▶ [How to complete this task] If a line of the records contains the word "woman", list it.

▶ [Data excerpts]
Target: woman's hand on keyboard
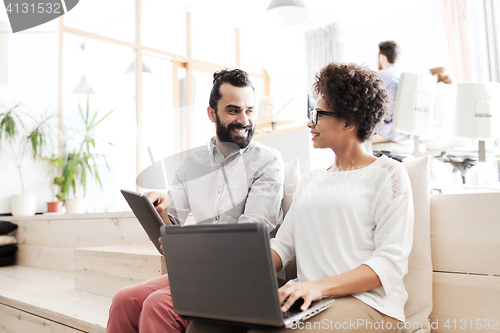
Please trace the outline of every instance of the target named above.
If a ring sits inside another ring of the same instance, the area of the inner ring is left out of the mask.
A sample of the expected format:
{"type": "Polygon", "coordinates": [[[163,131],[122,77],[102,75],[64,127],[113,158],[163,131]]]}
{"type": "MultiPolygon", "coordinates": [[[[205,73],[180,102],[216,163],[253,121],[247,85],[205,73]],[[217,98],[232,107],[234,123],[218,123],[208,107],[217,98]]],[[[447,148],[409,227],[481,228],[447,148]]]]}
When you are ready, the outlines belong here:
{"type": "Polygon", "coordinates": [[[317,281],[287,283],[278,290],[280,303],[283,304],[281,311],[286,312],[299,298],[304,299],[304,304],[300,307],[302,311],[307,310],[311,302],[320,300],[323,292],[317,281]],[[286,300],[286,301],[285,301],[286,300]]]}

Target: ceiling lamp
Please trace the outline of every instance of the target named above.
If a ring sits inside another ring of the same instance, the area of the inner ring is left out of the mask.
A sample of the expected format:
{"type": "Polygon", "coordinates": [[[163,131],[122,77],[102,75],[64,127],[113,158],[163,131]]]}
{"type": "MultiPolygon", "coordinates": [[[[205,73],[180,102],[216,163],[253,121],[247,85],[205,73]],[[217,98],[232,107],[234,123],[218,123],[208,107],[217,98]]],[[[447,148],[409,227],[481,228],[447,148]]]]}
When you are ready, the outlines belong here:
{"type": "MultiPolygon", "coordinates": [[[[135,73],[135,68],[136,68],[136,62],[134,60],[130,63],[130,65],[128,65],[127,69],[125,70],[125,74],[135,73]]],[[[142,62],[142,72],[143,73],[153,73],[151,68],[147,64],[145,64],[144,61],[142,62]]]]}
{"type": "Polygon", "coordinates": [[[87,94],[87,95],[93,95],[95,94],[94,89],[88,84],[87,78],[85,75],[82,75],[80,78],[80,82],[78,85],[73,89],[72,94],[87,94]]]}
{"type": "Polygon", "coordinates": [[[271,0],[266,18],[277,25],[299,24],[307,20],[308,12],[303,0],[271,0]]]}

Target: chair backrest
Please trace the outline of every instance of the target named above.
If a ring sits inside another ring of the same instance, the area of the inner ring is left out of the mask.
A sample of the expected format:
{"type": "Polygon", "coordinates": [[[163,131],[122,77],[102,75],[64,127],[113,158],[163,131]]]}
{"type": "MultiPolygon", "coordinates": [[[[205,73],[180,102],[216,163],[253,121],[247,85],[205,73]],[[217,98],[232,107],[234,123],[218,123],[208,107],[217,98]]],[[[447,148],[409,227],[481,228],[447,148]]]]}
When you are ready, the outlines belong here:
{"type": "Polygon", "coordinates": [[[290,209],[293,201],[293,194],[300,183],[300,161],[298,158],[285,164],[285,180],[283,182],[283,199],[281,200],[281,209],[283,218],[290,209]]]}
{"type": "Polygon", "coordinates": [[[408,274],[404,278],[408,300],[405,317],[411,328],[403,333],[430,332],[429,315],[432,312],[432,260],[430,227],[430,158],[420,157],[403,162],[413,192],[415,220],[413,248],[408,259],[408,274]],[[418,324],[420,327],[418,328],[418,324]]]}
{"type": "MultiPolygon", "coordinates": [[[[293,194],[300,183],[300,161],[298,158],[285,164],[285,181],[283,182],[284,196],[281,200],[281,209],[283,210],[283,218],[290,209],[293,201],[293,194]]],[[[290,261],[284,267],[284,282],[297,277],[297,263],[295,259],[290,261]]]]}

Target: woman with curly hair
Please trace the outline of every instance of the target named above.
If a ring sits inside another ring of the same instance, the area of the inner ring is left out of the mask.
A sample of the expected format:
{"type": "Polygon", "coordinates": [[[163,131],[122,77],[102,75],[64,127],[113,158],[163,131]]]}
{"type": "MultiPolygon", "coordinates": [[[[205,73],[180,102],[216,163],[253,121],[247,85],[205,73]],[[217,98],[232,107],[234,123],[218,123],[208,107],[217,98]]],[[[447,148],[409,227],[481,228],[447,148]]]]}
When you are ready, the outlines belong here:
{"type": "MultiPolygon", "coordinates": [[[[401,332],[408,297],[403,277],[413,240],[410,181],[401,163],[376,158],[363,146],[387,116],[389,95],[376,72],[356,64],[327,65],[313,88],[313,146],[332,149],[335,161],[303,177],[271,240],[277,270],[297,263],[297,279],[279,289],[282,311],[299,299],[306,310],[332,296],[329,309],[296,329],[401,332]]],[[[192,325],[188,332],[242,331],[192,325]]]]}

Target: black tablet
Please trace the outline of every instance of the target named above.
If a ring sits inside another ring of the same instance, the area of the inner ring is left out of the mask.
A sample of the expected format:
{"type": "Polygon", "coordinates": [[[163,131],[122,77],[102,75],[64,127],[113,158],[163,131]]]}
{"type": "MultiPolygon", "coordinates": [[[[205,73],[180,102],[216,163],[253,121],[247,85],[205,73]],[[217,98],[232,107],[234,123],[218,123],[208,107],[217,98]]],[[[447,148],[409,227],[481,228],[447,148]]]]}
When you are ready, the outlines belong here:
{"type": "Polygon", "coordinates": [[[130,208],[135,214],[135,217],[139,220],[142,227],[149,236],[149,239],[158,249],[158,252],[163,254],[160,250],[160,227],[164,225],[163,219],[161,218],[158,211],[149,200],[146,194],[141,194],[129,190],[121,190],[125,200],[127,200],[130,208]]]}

==

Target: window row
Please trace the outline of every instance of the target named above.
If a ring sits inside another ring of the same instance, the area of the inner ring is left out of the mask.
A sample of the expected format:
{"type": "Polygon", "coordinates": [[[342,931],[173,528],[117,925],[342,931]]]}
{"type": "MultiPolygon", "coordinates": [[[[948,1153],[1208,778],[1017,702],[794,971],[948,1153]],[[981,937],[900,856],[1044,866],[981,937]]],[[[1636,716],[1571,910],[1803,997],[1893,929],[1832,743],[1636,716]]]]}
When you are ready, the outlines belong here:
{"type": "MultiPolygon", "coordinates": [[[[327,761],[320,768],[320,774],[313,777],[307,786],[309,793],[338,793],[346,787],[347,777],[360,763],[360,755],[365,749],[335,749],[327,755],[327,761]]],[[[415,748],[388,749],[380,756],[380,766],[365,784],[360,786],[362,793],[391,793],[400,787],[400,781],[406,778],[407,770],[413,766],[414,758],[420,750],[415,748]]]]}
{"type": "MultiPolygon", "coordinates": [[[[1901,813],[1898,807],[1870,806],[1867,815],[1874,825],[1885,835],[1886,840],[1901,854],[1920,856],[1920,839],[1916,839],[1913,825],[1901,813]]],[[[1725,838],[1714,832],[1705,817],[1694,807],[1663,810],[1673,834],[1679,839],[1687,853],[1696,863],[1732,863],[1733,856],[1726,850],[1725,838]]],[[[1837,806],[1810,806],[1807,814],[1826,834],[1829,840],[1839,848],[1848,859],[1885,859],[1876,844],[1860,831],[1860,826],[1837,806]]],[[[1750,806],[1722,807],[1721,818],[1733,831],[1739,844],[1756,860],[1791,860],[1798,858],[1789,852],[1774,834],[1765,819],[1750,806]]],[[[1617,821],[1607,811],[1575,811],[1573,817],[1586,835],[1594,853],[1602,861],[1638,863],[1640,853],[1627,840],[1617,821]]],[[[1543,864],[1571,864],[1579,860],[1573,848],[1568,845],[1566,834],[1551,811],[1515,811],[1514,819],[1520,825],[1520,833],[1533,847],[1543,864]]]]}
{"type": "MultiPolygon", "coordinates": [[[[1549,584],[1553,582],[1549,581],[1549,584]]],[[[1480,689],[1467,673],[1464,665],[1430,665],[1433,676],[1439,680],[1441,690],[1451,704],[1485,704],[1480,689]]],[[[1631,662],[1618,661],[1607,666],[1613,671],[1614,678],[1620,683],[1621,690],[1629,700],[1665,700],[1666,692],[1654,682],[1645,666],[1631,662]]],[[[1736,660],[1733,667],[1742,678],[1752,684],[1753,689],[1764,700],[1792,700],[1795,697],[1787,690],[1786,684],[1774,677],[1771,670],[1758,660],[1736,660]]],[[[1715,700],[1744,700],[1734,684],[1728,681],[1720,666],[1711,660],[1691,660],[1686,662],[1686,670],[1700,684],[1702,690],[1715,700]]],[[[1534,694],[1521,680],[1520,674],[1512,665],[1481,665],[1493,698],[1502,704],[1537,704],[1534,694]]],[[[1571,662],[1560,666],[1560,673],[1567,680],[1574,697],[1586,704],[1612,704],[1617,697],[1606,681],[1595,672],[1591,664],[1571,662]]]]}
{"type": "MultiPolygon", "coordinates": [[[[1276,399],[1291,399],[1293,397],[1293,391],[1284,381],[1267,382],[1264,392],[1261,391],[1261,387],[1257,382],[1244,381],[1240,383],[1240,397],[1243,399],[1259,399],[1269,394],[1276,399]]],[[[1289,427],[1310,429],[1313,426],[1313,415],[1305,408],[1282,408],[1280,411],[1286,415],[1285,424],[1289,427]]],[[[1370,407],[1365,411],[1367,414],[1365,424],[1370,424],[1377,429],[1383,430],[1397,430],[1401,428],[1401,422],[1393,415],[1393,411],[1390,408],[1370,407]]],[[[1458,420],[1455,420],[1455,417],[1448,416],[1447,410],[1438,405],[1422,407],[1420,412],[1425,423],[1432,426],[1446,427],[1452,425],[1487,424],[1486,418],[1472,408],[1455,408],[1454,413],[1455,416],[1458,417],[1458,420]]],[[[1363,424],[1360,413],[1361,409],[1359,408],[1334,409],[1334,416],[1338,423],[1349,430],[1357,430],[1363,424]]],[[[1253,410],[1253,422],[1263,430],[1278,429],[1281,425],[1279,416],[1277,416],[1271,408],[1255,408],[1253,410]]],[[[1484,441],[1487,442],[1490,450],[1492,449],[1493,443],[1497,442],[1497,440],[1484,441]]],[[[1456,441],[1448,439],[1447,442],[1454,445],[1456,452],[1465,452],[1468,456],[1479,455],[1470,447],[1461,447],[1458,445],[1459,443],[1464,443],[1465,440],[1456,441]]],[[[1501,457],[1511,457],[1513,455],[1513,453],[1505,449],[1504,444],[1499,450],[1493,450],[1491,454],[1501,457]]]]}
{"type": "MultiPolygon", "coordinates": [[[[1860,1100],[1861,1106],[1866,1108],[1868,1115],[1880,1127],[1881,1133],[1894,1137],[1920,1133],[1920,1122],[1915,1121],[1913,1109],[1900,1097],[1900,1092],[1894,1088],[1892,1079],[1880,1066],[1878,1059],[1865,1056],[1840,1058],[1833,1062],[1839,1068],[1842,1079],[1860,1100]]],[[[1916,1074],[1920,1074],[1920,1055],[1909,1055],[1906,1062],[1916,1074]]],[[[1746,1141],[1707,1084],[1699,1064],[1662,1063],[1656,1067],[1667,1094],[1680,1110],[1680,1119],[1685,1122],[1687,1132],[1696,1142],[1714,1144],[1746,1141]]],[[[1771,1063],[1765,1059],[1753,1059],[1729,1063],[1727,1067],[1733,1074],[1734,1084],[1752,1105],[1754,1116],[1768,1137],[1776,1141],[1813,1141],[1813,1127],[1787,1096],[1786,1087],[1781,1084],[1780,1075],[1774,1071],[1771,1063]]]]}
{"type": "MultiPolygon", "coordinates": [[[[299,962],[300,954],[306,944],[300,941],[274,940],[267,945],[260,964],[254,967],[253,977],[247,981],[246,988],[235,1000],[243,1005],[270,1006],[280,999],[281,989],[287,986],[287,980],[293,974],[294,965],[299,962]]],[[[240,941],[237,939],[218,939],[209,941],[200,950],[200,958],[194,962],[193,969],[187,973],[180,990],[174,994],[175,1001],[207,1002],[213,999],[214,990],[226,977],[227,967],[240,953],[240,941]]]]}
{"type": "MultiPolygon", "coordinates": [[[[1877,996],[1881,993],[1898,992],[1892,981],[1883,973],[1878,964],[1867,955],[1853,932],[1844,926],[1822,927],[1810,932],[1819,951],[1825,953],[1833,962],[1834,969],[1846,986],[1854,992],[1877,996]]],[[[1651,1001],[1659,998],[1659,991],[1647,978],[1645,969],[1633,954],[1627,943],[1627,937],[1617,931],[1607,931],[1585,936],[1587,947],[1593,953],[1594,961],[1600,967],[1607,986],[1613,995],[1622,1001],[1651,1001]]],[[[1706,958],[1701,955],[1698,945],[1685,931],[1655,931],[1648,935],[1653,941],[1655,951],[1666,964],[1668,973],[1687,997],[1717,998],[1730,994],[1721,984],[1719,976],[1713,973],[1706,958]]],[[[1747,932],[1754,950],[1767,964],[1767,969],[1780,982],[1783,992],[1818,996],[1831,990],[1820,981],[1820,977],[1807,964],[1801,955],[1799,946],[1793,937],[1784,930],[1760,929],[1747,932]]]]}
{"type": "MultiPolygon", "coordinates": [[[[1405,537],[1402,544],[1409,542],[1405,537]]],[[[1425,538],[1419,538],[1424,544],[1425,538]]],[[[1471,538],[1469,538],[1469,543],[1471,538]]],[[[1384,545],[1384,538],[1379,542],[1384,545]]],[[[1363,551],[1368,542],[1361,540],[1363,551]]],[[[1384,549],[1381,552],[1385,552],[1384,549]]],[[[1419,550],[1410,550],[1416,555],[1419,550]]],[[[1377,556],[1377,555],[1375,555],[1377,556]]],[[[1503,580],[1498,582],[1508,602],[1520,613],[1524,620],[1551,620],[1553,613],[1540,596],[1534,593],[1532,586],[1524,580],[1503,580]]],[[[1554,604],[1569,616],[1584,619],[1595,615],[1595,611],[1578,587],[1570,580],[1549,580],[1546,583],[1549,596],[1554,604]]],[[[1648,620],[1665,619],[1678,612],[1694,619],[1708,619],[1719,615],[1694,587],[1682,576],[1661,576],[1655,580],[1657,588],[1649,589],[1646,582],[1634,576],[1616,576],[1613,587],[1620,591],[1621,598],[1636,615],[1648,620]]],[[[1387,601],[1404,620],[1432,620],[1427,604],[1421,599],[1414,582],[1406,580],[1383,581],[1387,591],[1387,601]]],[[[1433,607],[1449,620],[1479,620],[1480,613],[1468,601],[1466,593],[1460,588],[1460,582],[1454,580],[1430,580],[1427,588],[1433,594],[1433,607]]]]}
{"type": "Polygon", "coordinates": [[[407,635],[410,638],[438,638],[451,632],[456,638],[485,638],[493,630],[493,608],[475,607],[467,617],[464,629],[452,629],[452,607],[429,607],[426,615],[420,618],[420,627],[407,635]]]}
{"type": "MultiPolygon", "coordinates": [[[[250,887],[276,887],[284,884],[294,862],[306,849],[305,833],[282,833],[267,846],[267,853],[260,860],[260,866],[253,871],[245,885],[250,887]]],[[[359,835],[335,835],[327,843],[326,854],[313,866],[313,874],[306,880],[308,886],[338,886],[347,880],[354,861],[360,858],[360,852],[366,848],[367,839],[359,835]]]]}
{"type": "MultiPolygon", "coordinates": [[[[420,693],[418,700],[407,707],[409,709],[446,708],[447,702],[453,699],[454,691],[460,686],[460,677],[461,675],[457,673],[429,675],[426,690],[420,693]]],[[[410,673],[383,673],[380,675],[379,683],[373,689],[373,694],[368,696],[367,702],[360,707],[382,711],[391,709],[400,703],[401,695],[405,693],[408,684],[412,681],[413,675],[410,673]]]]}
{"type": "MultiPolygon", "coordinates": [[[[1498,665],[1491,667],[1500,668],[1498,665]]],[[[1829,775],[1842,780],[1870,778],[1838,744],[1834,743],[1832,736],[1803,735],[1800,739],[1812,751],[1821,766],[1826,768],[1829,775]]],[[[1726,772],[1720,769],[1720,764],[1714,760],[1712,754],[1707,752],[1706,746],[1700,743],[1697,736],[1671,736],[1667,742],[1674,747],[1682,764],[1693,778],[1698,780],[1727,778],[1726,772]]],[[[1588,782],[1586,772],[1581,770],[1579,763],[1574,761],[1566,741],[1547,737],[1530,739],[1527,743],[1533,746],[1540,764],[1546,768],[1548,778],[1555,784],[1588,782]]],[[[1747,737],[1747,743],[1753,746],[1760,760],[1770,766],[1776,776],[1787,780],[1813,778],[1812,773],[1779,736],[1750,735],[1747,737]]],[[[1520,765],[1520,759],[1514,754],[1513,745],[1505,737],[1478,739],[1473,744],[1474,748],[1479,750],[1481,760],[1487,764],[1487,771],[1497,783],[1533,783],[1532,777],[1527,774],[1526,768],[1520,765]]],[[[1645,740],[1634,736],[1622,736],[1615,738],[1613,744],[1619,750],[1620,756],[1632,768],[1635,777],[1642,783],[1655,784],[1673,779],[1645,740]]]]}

▶ [Result of this task]
Target: woman's hand on keyboard
Target: woman with curly hair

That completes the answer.